**SOAL TUGAS**
Tolong lanjutkan artikel tentang peluang pertanian organik di Indonesia di bawah ini, dimulai sesudah kalimat terakhirnya.

------ KUTIPAN ARTIKEL ------

Abad 21 Dan Peluang Pengembangan Pertanian Organik di Indonesia

Defiyan Cori, Ekonom Konstitusi (foto; ist)
BisnisNews.id - Isu ini diawali oleh ketiadaan pengelolaan limbah organik yang berupa sisa tanaman (jerami, dedaunan, sayur-sayuran, dan lain-lain) yang menimbulkan permasalahan lingkungan. Memasuki abad 21, masyarakat dunia mulai tersadarkan akan bahaya yang ditimbulkan oleh pemakaian bahan kimia sintetis di sektor industri pertanian.
Untuk menjaga keberlangsungan pola hidup sehat manusia dan keberlanjutan lingkungan hidup yang hijau dan lestari menjadi pilihan arif dengan mengkonsumsi bahan pangan yang aman bagi kesehatan dan ramah lingkungan.

------ DAFTAR CATATAN ------

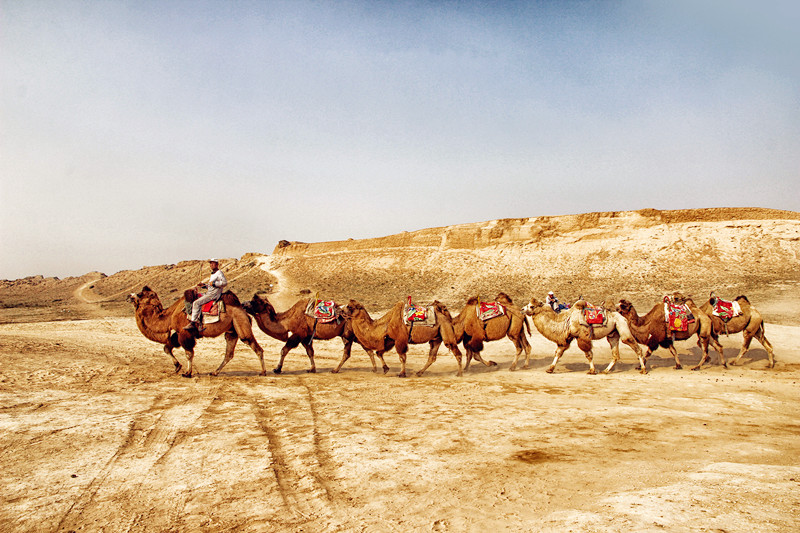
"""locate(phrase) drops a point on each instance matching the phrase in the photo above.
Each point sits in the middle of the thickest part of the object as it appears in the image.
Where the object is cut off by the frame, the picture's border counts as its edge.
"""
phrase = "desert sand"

------

**HASIL TUGAS**
Data Organisasi Kesehatan Dunia (World Health Organization/WHO, 2002) mengkonfirmasi, selama 10 tahun terakhir ini banyak bermunculan penyakit akibat keracunan zat kimia yang digunakan untuk pertanian (pestisida dan pupuk kimia). Produk pertanian yang memiliki residu bahan kimia beracun dapat memicu proses degradasi kronik, penuaan dini, dan penyakit degeneratif.
Pestisida kimia merupakan bahan beracun yang sangat berbahaya bagi kesehatan dan lingkungan. Pestisida kimia bersifat polutan sehingga dapat menyebarkan radikal bebas yang mengakibatkan kerusakan organ tubuh, mutasi gen, dan gangguan susunan saraf pusat.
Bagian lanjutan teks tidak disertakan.